Exactly the lines from the one with "Where exactly in this scan can I find the red curtain?" to the end of the entries should appear in your answer, retyped word for word.

Data extracted from a collection

+--

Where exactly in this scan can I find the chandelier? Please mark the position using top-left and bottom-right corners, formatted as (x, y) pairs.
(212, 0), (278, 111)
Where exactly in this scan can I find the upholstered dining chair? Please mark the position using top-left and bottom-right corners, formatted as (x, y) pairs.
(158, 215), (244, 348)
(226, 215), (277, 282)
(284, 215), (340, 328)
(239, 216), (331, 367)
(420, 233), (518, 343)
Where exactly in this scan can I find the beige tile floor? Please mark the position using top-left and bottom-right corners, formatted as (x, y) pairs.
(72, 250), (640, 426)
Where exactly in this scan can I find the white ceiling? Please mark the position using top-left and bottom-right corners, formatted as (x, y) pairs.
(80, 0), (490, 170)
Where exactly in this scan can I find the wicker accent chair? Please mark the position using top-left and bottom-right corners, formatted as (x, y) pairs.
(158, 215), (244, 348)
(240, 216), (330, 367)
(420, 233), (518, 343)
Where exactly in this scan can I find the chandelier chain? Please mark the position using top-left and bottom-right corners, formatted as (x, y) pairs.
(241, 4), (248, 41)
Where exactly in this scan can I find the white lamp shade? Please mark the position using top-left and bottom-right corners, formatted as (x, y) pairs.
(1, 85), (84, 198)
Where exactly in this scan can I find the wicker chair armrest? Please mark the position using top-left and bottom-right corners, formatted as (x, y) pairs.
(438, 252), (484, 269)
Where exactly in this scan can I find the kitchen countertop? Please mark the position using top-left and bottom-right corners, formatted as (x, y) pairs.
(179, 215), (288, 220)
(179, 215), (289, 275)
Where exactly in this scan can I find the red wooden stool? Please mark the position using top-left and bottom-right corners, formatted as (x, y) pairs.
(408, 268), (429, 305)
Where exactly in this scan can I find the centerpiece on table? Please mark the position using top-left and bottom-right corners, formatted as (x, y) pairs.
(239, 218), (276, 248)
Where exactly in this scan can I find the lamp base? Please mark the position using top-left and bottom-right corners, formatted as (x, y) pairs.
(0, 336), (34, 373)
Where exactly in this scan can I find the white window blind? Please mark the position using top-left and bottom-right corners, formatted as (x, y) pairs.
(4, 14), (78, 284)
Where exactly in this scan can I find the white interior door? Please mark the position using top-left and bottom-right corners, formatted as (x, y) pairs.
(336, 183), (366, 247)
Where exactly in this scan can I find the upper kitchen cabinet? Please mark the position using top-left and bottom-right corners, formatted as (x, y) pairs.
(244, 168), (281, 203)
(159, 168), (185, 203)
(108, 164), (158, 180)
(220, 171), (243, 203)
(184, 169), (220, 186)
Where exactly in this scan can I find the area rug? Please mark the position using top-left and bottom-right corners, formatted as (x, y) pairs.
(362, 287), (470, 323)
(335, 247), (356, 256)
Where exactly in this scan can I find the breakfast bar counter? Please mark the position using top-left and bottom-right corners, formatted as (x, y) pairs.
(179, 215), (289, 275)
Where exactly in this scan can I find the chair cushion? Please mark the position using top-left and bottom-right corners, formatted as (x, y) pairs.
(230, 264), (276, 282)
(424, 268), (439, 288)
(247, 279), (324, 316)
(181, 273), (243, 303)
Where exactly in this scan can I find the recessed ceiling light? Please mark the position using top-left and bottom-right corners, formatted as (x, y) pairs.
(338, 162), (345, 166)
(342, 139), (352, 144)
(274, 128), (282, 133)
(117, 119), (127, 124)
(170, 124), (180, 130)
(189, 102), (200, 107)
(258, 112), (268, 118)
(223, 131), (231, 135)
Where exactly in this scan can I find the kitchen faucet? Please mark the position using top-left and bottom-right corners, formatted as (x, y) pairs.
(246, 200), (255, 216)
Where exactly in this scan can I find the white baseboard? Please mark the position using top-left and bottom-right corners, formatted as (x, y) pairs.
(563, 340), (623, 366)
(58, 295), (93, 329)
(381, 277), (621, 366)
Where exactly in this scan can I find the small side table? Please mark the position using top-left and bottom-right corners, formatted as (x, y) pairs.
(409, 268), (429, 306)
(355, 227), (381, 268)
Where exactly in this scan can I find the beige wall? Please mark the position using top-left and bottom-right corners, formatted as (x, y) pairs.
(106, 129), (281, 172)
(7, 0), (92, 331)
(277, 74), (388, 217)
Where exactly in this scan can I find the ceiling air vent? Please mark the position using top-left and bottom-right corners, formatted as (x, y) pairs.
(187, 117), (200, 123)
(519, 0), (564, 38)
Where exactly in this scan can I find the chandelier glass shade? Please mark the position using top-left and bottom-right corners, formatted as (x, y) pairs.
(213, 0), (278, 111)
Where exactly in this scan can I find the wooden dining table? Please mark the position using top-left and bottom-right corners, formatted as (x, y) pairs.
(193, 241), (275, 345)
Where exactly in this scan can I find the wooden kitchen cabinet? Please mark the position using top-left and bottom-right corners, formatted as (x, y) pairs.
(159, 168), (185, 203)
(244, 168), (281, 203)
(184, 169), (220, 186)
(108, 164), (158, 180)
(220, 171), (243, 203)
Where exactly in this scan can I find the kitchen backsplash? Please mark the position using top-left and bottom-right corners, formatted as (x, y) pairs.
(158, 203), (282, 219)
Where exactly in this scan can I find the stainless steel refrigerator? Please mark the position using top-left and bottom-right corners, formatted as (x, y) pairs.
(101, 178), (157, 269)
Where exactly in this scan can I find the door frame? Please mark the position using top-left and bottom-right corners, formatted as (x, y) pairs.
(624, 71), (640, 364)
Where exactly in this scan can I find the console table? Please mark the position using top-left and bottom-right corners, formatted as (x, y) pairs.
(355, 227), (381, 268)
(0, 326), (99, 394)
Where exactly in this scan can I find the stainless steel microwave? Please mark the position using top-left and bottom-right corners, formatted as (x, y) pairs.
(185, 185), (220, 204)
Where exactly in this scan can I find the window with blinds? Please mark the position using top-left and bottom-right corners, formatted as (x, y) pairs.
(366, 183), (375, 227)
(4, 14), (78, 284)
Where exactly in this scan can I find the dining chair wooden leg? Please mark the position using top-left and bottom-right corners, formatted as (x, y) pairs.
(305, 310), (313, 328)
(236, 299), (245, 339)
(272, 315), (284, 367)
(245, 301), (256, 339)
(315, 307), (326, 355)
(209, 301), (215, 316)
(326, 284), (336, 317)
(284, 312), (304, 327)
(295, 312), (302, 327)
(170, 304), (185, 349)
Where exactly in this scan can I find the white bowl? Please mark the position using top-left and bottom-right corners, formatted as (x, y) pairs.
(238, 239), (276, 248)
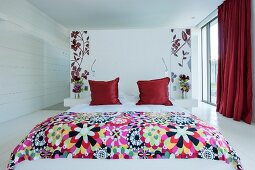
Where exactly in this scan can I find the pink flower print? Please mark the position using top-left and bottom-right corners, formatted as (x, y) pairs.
(105, 126), (129, 147)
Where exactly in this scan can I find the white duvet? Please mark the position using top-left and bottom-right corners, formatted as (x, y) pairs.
(67, 103), (188, 113)
(68, 95), (188, 113)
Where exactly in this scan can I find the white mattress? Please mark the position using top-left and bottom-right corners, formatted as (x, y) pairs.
(15, 100), (235, 170)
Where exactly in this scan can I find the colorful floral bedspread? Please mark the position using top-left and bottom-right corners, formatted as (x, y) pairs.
(8, 111), (242, 170)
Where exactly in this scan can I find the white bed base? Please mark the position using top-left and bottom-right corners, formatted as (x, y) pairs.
(16, 159), (234, 170)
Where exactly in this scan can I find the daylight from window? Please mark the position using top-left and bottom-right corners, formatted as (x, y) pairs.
(202, 18), (218, 105)
(210, 21), (218, 104)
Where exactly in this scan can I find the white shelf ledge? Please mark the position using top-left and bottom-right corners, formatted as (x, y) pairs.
(172, 98), (198, 110)
(64, 98), (89, 107)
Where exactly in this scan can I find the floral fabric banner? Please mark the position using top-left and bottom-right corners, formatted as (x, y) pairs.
(170, 29), (192, 99)
(70, 31), (90, 98)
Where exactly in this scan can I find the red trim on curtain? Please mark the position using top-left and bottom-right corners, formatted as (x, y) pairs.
(216, 0), (253, 124)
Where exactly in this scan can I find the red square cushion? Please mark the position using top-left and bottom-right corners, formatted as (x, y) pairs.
(136, 77), (172, 106)
(89, 78), (121, 105)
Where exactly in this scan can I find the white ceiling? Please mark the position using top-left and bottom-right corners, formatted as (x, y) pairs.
(28, 0), (223, 30)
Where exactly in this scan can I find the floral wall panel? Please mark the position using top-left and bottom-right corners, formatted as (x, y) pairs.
(170, 29), (192, 99)
(70, 31), (90, 98)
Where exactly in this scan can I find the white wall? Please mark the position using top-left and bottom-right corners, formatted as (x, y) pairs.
(191, 28), (199, 100)
(82, 29), (171, 96)
(252, 0), (255, 122)
(0, 0), (69, 123)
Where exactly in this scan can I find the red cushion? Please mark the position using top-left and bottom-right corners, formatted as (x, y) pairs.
(89, 78), (121, 105)
(136, 77), (172, 106)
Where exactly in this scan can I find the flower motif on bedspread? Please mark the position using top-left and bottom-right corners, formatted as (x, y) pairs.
(128, 112), (152, 127)
(142, 125), (165, 150)
(205, 131), (229, 149)
(110, 146), (134, 159)
(127, 128), (144, 151)
(152, 116), (168, 125)
(105, 125), (129, 147)
(137, 147), (152, 159)
(52, 150), (73, 159)
(162, 125), (205, 155)
(152, 150), (175, 159)
(8, 111), (243, 170)
(46, 124), (65, 148)
(62, 123), (104, 155)
(31, 129), (47, 152)
(93, 144), (111, 159)
(72, 113), (90, 122)
(88, 113), (114, 125)
(109, 116), (130, 126)
(145, 112), (171, 125)
(168, 112), (195, 126)
(198, 143), (219, 160)
(103, 112), (120, 117)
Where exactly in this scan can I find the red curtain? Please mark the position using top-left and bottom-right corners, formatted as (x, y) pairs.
(217, 0), (253, 124)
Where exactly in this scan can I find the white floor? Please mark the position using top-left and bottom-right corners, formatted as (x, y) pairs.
(0, 102), (255, 170)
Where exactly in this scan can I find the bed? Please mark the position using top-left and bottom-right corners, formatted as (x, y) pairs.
(8, 97), (242, 170)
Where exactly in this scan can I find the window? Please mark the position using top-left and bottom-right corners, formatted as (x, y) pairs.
(201, 18), (218, 105)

+--

▶ _RESPONSE AREA_:
Where exactly in this scan can I find the red curtain? Please mark the position using top-left and bottom-right corners, formatted as (x, y) pairs.
(217, 0), (253, 124)
Where exactly in this scan can I find the white floor? Please mark the position using top-left and bottom-right corners, formatted as (x, y) pairs.
(0, 102), (255, 170)
Where exactly in this scan can I find the bed? Please mark the position using top-left and bottom-right corners, formatted as (x, y) pairs.
(8, 97), (242, 170)
Where exactly in this scan can I find the window? Please mark the position using top-left and bottom-right corners, formatted as (x, y) pairs.
(201, 18), (218, 105)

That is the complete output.